By Erin Free

Aussie singer, songwriter and guitarist Peter “Blackie” Black is a delightfully open book in the new doco Harder And Harder, the incendiary sequel to The Most Australian Band Ever!, which chart the fascinating history of his legendary punk band The Hard-Ons.

“I freeze up when someone sticks a camera in my face, right?” laughs Peter “Blackie” Black. “I don’t really know what to do. There were days of intense filming and questioning, but after about four hours, you just start yakking and yakking and yakking.”

Over the last couple of years, Blackie has well and truly had to get used to having a camera jammed in his face. He has been tracked, interviewed, and quietly filmed for a period of several months by director Jonathan J. Sequeira, the man who previously told the story of seminal Australian 1970s-era rock band Radio Birdman with his blistering 2017 doco Descent Into The Maelstrom, a cinematic marvel praised by everyone from humble rock journos right up to Prime Minister Anthony Albanese. In a show of extraordinary good sense, Sequeira chose to follow up his savvy cinematic portrait of Radio Birdman with a no-stone-unturned look into the continuing history of an equally vital and essential Sydney band in the ragged, perennially dialled-up form of The Hard-Ons.

▶ Source excerpt:

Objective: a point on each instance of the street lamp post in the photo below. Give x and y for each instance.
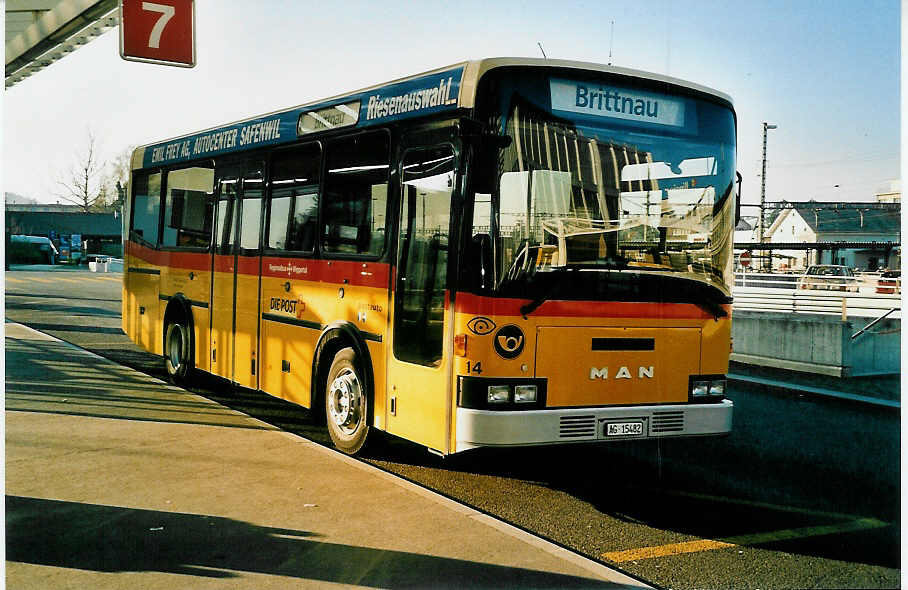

▶ Required tasks:
• A. From the article on The Hard-Ons, print the passage from "By Erin Free" up to and including "band The Hard-Ons." with no changes.
• B. Condense the paragraph of the article on The Hard-Ons that begins "Over the last couple of years" into a short bulleted list that keeps its main facts.
• C. Answer these questions using the article on The Hard-Ons:
(i) What is the title of the new documentary about the band?
(ii) According to Blackie, after about how many hours of filming do you start "yakking"?
(iii) Which band was the subject of Sequeira's 2017 documentary?

▶ Solutions to the tasks:
• A.
By Erin Free

Aussie singer, songwriter and guitarist Peter “Blackie” Black is a delightfully open book in the new doco Harder And Harder, the incendiary sequel to The Most Australian Band Ever!, which chart the fascinating history of his legendary punk band The Hard-Ons.

• B.
- Over the last couple of years, Blackie has had to get used to having a camera in his face.
- Director Jonathan J. Sequeira tracked, interviewed and filmed him over several months.
- Sequeira had earlier made Descent Into The Maelstrom (2017), a documentary about the 1970s-era Australian rock band Radio Birdman.
- That film was praised by people ranging from rock journalists to Prime Minister Anthony Albanese.
- As his follow-up, Sequeira chose a thorough look at the continuing history of another vital Sydney band, The Hard-Ons.

• C.
(i) Harder And Harder
(ii) About four hours
(iii) Radio Birdman